- Problem
Put the lines below into a Markdown table with a Row column for the row number and a Line column for the line, skipping blank lines. Omit the pictures.

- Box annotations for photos
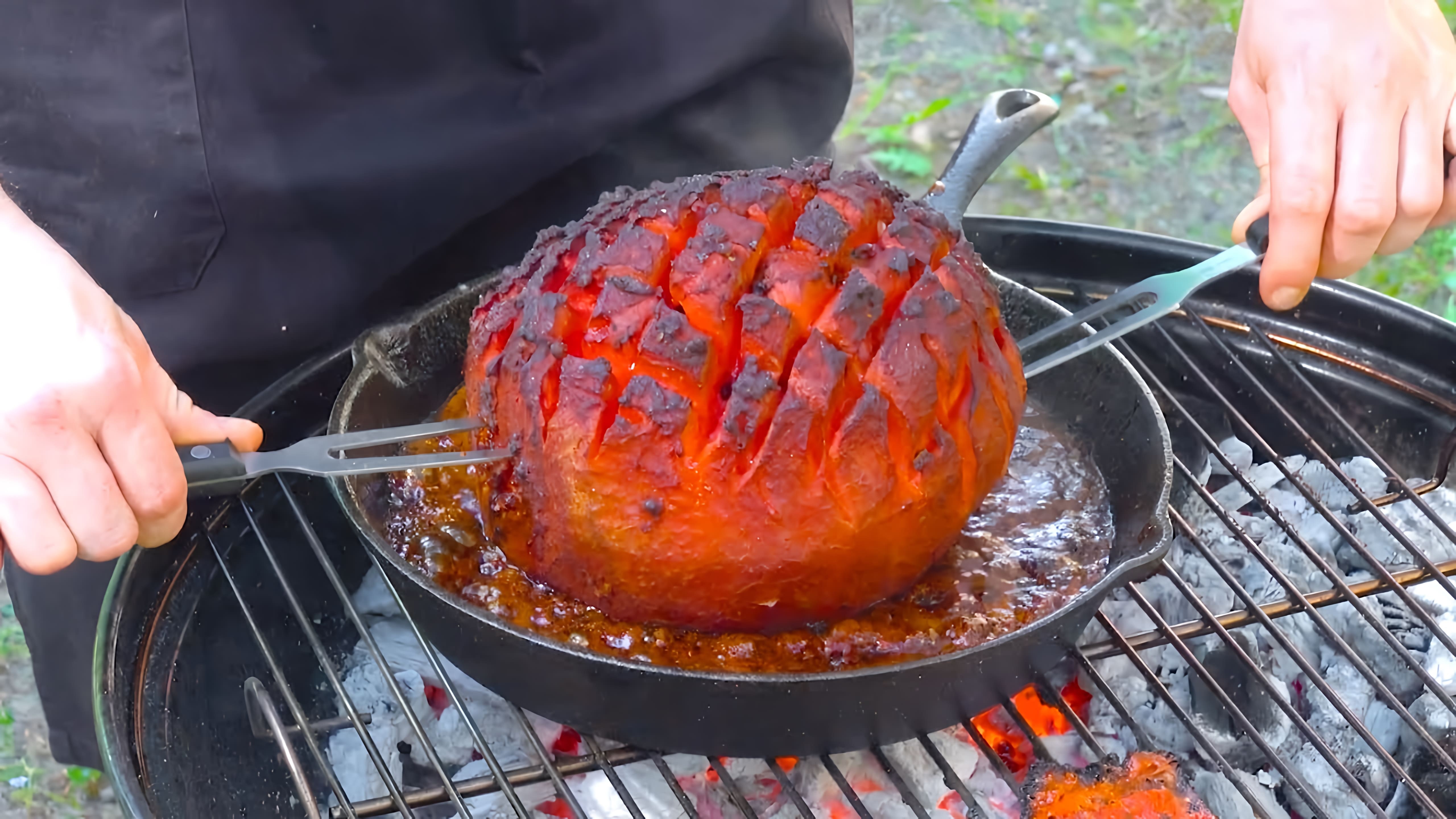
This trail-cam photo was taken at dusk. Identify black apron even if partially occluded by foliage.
[0,0,852,767]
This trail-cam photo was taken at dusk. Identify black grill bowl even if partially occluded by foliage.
[329,252,1172,756]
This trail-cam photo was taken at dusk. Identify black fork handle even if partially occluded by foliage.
[178,440,247,497]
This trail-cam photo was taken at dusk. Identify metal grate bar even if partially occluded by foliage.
[330,475,530,819]
[1096,611,1273,819]
[1172,510,1440,815]
[204,532,367,818]
[650,752,699,819]
[964,720,1021,790]
[763,759,814,819]
[1157,565,1380,813]
[919,735,986,819]
[581,733,646,819]
[243,676,319,819]
[1107,328,1456,777]
[504,699,588,819]
[265,475,473,819]
[1174,458,1456,787]
[1239,316,1456,583]
[1157,309,1456,659]
[1082,560,1456,660]
[1002,697,1051,759]
[1251,328,1456,510]
[818,753,875,819]
[1127,326,1456,688]
[708,756,759,819]
[1127,586,1339,818]
[333,748,648,819]
[237,497,400,810]
[872,745,930,819]
[1037,673,1108,762]
[1070,644,1157,750]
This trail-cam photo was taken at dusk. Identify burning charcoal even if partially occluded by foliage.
[1093,646,1197,756]
[354,567,400,617]
[1299,460,1379,510]
[1213,464,1284,512]
[1361,700,1401,753]
[1028,752,1213,819]
[1348,490,1456,568]
[450,759,556,819]
[1192,771,1289,819]
[1325,597,1425,702]
[1409,580,1456,617]
[1407,726,1456,816]
[1209,437,1254,475]
[1188,631,1293,768]
[884,730,1019,819]
[1290,657,1393,816]
[1238,532,1332,603]
[1284,743,1389,819]
[1169,539,1238,619]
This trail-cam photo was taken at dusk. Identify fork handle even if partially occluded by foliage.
[178,440,247,497]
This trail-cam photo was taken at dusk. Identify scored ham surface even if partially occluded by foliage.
[464,160,1027,632]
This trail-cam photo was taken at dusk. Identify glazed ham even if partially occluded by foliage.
[464,162,1025,632]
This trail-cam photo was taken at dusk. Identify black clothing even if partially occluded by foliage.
[0,0,852,767]
[0,0,850,369]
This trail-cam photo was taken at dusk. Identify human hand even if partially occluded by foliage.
[0,194,262,574]
[1229,0,1456,311]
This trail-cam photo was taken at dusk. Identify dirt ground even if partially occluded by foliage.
[0,0,1456,818]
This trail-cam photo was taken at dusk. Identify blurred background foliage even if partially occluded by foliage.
[836,0,1456,320]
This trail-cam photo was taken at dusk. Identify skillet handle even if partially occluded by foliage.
[926,89,1060,227]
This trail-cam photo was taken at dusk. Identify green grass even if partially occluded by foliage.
[839,0,1456,322]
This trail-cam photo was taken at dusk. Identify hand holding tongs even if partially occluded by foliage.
[1016,214,1270,377]
[178,418,512,497]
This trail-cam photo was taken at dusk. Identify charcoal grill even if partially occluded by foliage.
[96,217,1456,819]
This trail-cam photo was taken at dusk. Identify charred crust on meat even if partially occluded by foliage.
[642,303,708,379]
[818,270,885,346]
[622,376,689,436]
[793,198,849,254]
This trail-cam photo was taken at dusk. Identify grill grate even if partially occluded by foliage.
[197,289,1456,819]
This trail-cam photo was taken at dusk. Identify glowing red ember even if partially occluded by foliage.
[1028,750,1214,819]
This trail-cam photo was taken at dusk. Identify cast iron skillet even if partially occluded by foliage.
[329,90,1172,756]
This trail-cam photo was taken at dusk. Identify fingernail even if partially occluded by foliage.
[1268,287,1305,311]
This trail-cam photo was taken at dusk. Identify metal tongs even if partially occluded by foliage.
[178,418,512,497]
[1016,214,1270,377]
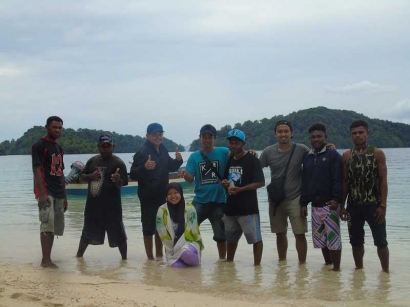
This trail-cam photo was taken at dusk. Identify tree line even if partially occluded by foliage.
[0,107,410,155]
[189,107,410,151]
[0,126,185,155]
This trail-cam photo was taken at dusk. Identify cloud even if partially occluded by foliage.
[0,64,27,78]
[324,80,397,95]
[385,99,410,123]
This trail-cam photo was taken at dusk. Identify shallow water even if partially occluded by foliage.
[0,148,410,306]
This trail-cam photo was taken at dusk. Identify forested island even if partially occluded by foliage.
[0,107,410,155]
[190,107,410,151]
[0,126,185,155]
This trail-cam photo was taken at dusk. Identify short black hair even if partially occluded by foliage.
[46,115,64,127]
[275,119,293,133]
[350,119,369,131]
[308,123,326,133]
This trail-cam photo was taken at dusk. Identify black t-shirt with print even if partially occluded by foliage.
[224,152,265,216]
[83,155,128,221]
[31,136,65,198]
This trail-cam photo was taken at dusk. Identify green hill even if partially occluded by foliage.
[190,107,410,151]
[0,107,410,155]
[0,126,184,155]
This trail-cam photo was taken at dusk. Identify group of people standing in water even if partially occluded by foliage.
[32,116,389,272]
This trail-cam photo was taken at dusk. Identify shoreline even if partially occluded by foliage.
[0,262,282,307]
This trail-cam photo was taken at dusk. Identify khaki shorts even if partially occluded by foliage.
[268,196,307,234]
[39,195,64,236]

- Solved problem
| Row | Line |
|---|---|
| 1 | This trail-cam photo was taken at dusk. Identify black apron even if partially occluded by foliage. |
| 2 | [0,0,852,767] |
| 3 | This trail-cam photo was taken at dusk. Identify black grill bowl even if partially occluded by foliage. |
| 4 | [329,252,1172,756] |
| 5 | This trail-cam photo was taken at dusk. Identify black fork handle even if partially occluded by foliage. |
| 6 | [178,440,247,497] |
| 7 | This trail-cam photo was taken at dusk. Identify metal grate bar even if partially occluded by foliage. |
| 8 | [330,475,530,819] |
| 9 | [1096,611,1273,819] |
| 10 | [1172,510,1440,815] |
| 11 | [204,532,367,818] |
| 12 | [650,752,699,819] |
| 13 | [964,720,1021,790] |
| 14 | [763,759,814,819] |
| 15 | [1157,565,1380,813] |
| 16 | [919,735,986,819] |
| 17 | [581,733,646,819] |
| 18 | [243,676,319,819] |
| 19 | [1107,328,1456,777] |
| 20 | [504,699,588,819] |
| 21 | [265,475,473,819] |
| 22 | [1174,458,1456,787] |
| 23 | [1239,316,1456,583] |
| 24 | [1157,309,1456,659] |
| 25 | [1082,560,1456,660] |
| 26 | [1002,697,1051,759] |
| 27 | [1251,328,1456,510] |
| 28 | [818,753,875,819] |
| 29 | [1127,326,1456,688] |
| 30 | [708,756,759,819] |
| 31 | [1127,586,1339,818] |
| 32 | [333,748,648,819] |
| 33 | [237,497,400,810] |
| 34 | [872,745,930,819] |
| 35 | [1037,673,1108,762] |
| 36 | [1070,644,1157,750] |
| 37 | This trail-cam photo was taken at dusk. Identify burning charcoal even if partially occluded by foliage. |
| 38 | [1093,646,1197,756] |
| 39 | [354,567,400,617] |
| 40 | [1299,460,1379,510] |
| 41 | [1213,464,1284,512] |
| 42 | [1361,700,1401,753] |
| 43 | [1028,752,1213,819] |
| 44 | [1348,490,1456,568] |
| 45 | [450,759,556,819] |
| 46 | [1192,771,1289,819] |
| 47 | [1325,597,1425,702] |
| 48 | [1409,580,1456,617] |
| 49 | [1407,726,1456,816] |
| 50 | [1209,437,1254,475] |
| 51 | [1188,631,1293,768] |
| 52 | [884,730,1019,819] |
| 53 | [1290,657,1393,816] |
| 54 | [1238,532,1332,603] |
| 55 | [1284,743,1389,819] |
| 56 | [1169,539,1238,619] |
| 57 | This trail-cam photo was taken at dusk. Identify fork handle even if partially occluded by foliage. |
| 58 | [178,440,247,497] |
| 59 | This trail-cam photo was taken at dusk. Identify scored ham surface even if partially occluded by foliage. |
| 60 | [464,160,1027,632] |
| 61 | This trail-cam photo was taken at dusk. Identify glazed ham even if partially occluded by foliage. |
| 62 | [464,162,1025,632] |
| 63 | This trail-cam photo was taken at dusk. Identify black clothing even if partially occluded by foliage. |
| 64 | [0,0,852,767] |
| 65 | [0,0,850,369] |
| 66 | This trail-cam photo was taken at dusk. Identify human hand even if partially occluded by foliage. |
| 67 | [0,194,262,574] |
| 68 | [1229,0,1456,311] |
| 69 | This trail-cam photo was taken at dusk. Identify dirt ground even if partially occluded by foliage. |
| 70 | [0,0,1456,818] |
| 71 | This trail-cam photo was taken at dusk. Identify blurred background foliage even if partially occluded by foliage. |
| 72 | [836,0,1456,320] |
| 73 | This trail-cam photo was taken at dusk. Identify skillet handle even if partially occluded by foliage. |
| 74 | [926,89,1060,227] |
| 75 | This trail-cam photo was taken at dusk. Identify green grass even if partially occluded by foliage. |
| 76 | [839,0,1456,322] |
| 77 | This trail-cam photo was taken at dusk. Identify hand holding tongs even if partially occluded by foliage. |
| 78 | [1016,214,1270,377] |
| 79 | [178,418,512,497] |
| 80 | This trail-cam photo was taken at dusk. Identify charcoal grill even if partially occluded by foliage. |
| 81 | [96,217,1456,819] |
| 82 | This trail-cam photo was taken at dusk. Identify charred crust on meat even if partially occluded by foliage. |
| 83 | [642,303,708,379] |
| 84 | [818,270,885,346] |
| 85 | [622,376,689,436] |
| 86 | [793,198,849,254] |
| 87 | This trail-cam photo was taken at dusk. Identify grill grate even if partially occluded by foliage. |
| 88 | [197,289,1456,819] |
| 89 | This trail-cam photo was taken at dusk. Identify glowing red ember even if partially occluded by foliage. |
| 90 | [1028,750,1214,819] |
| 91 | This trail-cam photo was taken at dusk. Identify cast iron skillet even if partially occluded by foliage. |
| 92 | [329,90,1172,756] |
| 93 | This trail-cam photo was taken at dusk. Identify fingernail even if partially occluded by foliage. |
| 94 | [1268,287,1305,311] |
| 95 | This trail-cam photo was taken at dusk. Identify metal tongs even if partially occluded by foliage. |
| 96 | [178,418,512,497] |
| 97 | [1016,214,1270,377] |
| 98 | This trail-cam photo was taken at dusk. Identify tree line even if partially occluded by foliage. |
| 99 | [0,107,410,155] |
| 100 | [189,107,410,151] |
| 101 | [0,126,185,155] |
| 102 | This trail-cam photo was taken at dusk. Identify cloud even if partially occluded by foliage. |
| 103 | [0,64,27,78] |
| 104 | [324,80,397,95] |
| 105 | [385,99,410,123] |
| 106 | This trail-cam photo was taken at dusk. Identify shallow water even if partially occluded by foliage. |
| 107 | [0,148,410,306] |
| 108 | This trail-cam photo was taken at dusk. Identify forested island even if partially occluded by foliage. |
| 109 | [0,107,410,155] |
| 110 | [190,107,410,151] |
| 111 | [0,126,185,155] |
| 112 | This trail-cam photo was taken at dusk. Identify short black hair even if partially occluded by foliage. |
| 113 | [46,115,64,127] |
| 114 | [275,119,293,133] |
| 115 | [350,119,369,131] |
| 116 | [308,123,326,133] |
| 117 | This trail-cam photo was taken at dusk. Identify black t-shirt with print even if partially occluded by foliage. |
| 118 | [224,152,265,216] |
| 119 | [83,155,128,221] |
| 120 | [31,136,65,198] |
| 121 | This trail-cam photo was taken at dusk. Identify green hill even if partially occluded by foliage. |
| 122 | [190,107,410,151] |
| 123 | [0,107,410,155] |
| 124 | [0,126,184,155] |
| 125 | This trail-cam photo was taken at dusk. Identify group of people standing in water even if partially occluded by foliage. |
| 126 | [32,116,389,272] |
| 127 | This trail-cam photo was taken at dusk. Identify shoreline even if partially occluded by foliage. |
| 128 | [0,262,282,307] |
| 129 | This trail-cam photo was taken at dusk. Identify khaki shorts even if partially occluded by foliage. |
| 130 | [268,196,307,234] |
| 131 | [39,195,64,236] |